:: Dataset extract ::

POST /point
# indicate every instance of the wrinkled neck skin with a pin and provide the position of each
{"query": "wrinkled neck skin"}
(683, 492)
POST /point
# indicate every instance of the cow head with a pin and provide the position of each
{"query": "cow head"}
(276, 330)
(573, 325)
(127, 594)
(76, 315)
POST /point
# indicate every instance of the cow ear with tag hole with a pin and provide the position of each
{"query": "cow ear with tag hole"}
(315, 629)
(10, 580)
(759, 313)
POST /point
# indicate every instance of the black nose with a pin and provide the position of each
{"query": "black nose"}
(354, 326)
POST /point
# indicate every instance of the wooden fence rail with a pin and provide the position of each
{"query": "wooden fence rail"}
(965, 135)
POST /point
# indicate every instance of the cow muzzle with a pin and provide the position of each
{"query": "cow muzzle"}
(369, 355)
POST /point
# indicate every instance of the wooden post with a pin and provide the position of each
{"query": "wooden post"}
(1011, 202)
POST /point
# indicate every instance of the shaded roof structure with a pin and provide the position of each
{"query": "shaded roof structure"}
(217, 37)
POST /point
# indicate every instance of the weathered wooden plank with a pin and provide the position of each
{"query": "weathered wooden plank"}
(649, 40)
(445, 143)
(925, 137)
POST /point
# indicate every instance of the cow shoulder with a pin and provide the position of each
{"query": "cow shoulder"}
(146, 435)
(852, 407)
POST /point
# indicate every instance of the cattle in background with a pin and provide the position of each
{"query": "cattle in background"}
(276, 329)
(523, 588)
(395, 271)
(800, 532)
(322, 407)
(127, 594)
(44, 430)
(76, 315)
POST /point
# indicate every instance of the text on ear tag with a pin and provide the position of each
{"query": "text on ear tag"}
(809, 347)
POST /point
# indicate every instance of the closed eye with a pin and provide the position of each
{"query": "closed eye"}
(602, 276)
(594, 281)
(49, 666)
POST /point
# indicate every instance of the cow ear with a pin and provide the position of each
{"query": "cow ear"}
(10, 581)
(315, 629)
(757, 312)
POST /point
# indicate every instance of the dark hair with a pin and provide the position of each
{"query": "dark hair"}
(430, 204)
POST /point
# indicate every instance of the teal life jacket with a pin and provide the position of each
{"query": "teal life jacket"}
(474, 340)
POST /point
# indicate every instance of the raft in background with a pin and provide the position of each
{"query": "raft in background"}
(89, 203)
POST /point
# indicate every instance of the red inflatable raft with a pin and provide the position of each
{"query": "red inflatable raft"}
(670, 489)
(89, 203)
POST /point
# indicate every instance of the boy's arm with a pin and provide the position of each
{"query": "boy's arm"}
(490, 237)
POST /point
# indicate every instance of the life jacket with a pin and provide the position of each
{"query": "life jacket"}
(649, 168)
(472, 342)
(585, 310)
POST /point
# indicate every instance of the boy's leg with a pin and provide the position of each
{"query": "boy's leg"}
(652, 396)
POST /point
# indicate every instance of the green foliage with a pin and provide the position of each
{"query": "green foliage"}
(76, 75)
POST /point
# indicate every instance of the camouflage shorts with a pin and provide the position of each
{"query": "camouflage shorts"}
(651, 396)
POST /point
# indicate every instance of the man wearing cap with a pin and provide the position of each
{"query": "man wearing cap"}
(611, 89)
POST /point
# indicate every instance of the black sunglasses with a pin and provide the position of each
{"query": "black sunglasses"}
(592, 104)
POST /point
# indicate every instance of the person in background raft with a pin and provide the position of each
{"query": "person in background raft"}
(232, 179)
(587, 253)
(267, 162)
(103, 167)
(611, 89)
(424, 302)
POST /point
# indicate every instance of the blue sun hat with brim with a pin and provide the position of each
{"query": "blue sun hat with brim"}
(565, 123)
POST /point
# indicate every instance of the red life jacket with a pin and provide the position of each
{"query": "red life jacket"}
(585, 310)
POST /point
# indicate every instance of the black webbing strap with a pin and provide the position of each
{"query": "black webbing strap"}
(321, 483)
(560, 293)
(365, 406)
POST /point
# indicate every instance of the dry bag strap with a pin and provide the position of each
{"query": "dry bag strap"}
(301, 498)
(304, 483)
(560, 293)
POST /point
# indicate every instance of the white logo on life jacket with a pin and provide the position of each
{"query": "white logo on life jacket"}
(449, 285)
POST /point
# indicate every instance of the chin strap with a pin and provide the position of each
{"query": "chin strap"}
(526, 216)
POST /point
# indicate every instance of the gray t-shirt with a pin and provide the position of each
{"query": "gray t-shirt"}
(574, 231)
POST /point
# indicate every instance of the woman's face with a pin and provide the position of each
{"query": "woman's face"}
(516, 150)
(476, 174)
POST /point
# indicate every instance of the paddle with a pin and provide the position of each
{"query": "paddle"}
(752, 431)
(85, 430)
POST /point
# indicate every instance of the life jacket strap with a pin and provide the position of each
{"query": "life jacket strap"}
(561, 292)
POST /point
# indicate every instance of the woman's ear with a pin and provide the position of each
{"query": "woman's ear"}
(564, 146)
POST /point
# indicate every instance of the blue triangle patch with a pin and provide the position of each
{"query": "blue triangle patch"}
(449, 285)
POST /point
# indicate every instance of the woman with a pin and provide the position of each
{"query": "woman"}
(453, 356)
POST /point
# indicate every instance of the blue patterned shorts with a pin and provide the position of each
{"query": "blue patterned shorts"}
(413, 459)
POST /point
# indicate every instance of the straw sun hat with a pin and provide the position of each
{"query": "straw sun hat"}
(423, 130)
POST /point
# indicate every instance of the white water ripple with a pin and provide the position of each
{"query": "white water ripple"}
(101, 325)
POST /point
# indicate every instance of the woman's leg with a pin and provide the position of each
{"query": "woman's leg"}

:: Work instructions ::
Repeat the whole of the data verbatim, as it reads above.

:: Final answer ::
POST /point
# indicate every instance of the wrinkled neck skin with a pin and provide the position of each
{"query": "wrinkled neck skin"}
(683, 492)
POST /point
# indicate every instance of the cow head with a pin and provide the position of each
{"query": "cow head"}
(276, 330)
(573, 325)
(127, 594)
(76, 315)
POST /point
# indicate every instance of the cow ear with tag hole with a pin and provide the position of each
{"query": "cow ear with tag hole"}
(315, 629)
(10, 580)
(759, 313)
POST /point
# indicate every instance of the black nose with a pin and provide the position of each
{"query": "black nose"}
(354, 326)
POST /point
# indicate every instance of the wooden fence rail with a pin and provide the position of each
{"query": "wooden fence rail"}
(965, 135)
POST /point
# indicate every instance of the cow muzzle with a pin and provide the position of each
{"query": "cow muzzle"}
(369, 355)
POST /point
# indicate every instance of the wooden post with a pin and provide the position of each
{"query": "wooden post"}
(1011, 202)
POST /point
# indicate every instance of the shaded roof structure with a pin and provide the position of each
{"query": "shaded roof structure"}
(217, 37)
POST /point
# indicate every instance of the weathered wooden plank with a pin and provide the position of each
{"query": "weathered wooden plank"}
(649, 40)
(445, 143)
(925, 137)
POST /point
# indicate every instance of the cow shoulder with a pin and provide the position of each
{"query": "cow shoulder"}
(146, 435)
(852, 407)
POST /point
# indicate every instance of the cattle in background with a pin and provide the position of each
{"query": "cattle in background"}
(276, 329)
(523, 588)
(395, 271)
(800, 532)
(322, 407)
(127, 594)
(44, 430)
(76, 315)
POST /point
# indicate every instance of the text on ear tag with a pin and provide the position of each
{"query": "text on ear tag"}
(809, 347)
POST /point
# indicate every instance of the closed eye with a pin and provide the position of each
{"query": "closed eye"}
(602, 276)
(594, 281)
(49, 666)
POST /point
# indicate every instance of the cow ear with a pin and provide the position of each
{"query": "cow ear"}
(10, 581)
(315, 629)
(757, 312)
POST /point
# indicate every instance of the dark hair with a pin and provide the position of each
{"query": "dark hair"}
(430, 204)
POST /point
# indicate every instance of the teal life jacket with a pin and provide the position of each
{"query": "teal life jacket"}
(474, 340)
POST /point
# indicate every instance of the raft in background with a pin and provide the position of each
{"query": "raft in background"}
(89, 203)
POST /point
# indicate every instance of the red inflatable raft with a pin and provide the position of each
{"query": "red inflatable raft"}
(670, 489)
(89, 203)
POST /point
# indicate every instance of the boy's arm with a pin and provide the position of each
{"query": "boy's arm"}
(490, 237)
POST /point
# indicate every instance of the life jacket with a pin and provide the position of each
{"query": "life jacket"}
(649, 168)
(472, 342)
(585, 310)
POST /point
# indicate every instance of the boy's leg with a pin and provide the position of each
{"query": "boy's leg"}
(652, 396)
POST /point
# indicate every instance of the green foliage with a pin and provide the position of each
{"query": "green foliage"}
(76, 75)
POST /point
# indicate every instance of the camouflage shorts with a pin and provide the position of each
{"query": "camouflage shorts"}
(651, 396)
POST /point
# indicate every instance of the man wearing cap with a pin and provide the position of each
{"query": "man wearing cap"}
(611, 89)
POST /point
# indicate every instance of the black sunglasses with a pin and provide the position of each
{"query": "black sunglasses"}
(592, 104)
POST /point
# indicate every instance of the person in background raft with a pin and provide the position of each
{"query": "person in background raft"}
(232, 179)
(587, 253)
(267, 162)
(103, 167)
(611, 89)
(424, 302)
POST /point
# indicate every instance of the blue sun hat with brim with a pin and provide the position of each
{"query": "blue sun hat with brim"}
(565, 123)
POST /point
# indicate every instance of the red life jacket with a pin and provide the position of each
{"query": "red life jacket"}
(585, 310)
POST /point
# indicate every instance of the black webbing strap with a pin and provide the position of each
{"query": "black webbing strap"}
(321, 483)
(560, 293)
(365, 406)
POST /point
# indicate every instance of the dry bag strap with a pin and provide the position of each
{"query": "dry bag strap"}
(301, 498)
(304, 483)
(560, 293)
POST /point
# indicate every instance of the white logo on life jacket with a pin and provide the position of each
{"query": "white logo on life jacket"}
(449, 285)
POST /point
# indicate every instance of the chin strap with a pin and provide the position of each
{"query": "chin strap"}
(526, 216)
POST /point
# indicate every instance of the gray t-shirt with a pin and provide the position of each
{"query": "gray t-shirt"}
(574, 231)
POST /point
# indicate every instance of the woman's face with a pin and provide the position of each
{"query": "woman's face"}
(516, 150)
(476, 174)
POST /point
# indicate every instance of the paddle with a pin and provide the position of each
{"query": "paddle"}
(752, 431)
(85, 430)
POST /point
# indicate every instance of the life jacket strap with a pin and provide the position of each
{"query": "life jacket strap"}
(561, 292)
POST /point
# indicate every instance of the woman's ear with a pin and provide the position of each
{"query": "woman's ear"}
(564, 146)
POST /point
# indicate every instance of the blue triangle patch with a pin and provide the position of each
{"query": "blue triangle patch"}
(449, 285)
POST /point
# indicate every instance of the woman with a pin and provide the position of each
{"query": "woman"}
(453, 356)
POST /point
# indicate every instance of the blue patterned shorts with a pin and provide the position of each
{"query": "blue patterned shorts"}
(413, 459)
POST /point
# indicate every instance of the straw sun hat with a pin and provide the position of each
{"query": "straw sun hat"}
(423, 130)
POST /point
# indicate every instance of the white water ripple with a pin and provide the position of each
{"query": "white water ripple"}
(101, 325)
POST /point
# indicate every instance of the woman's leg with a pin and provide the position of each
{"query": "woman's leg"}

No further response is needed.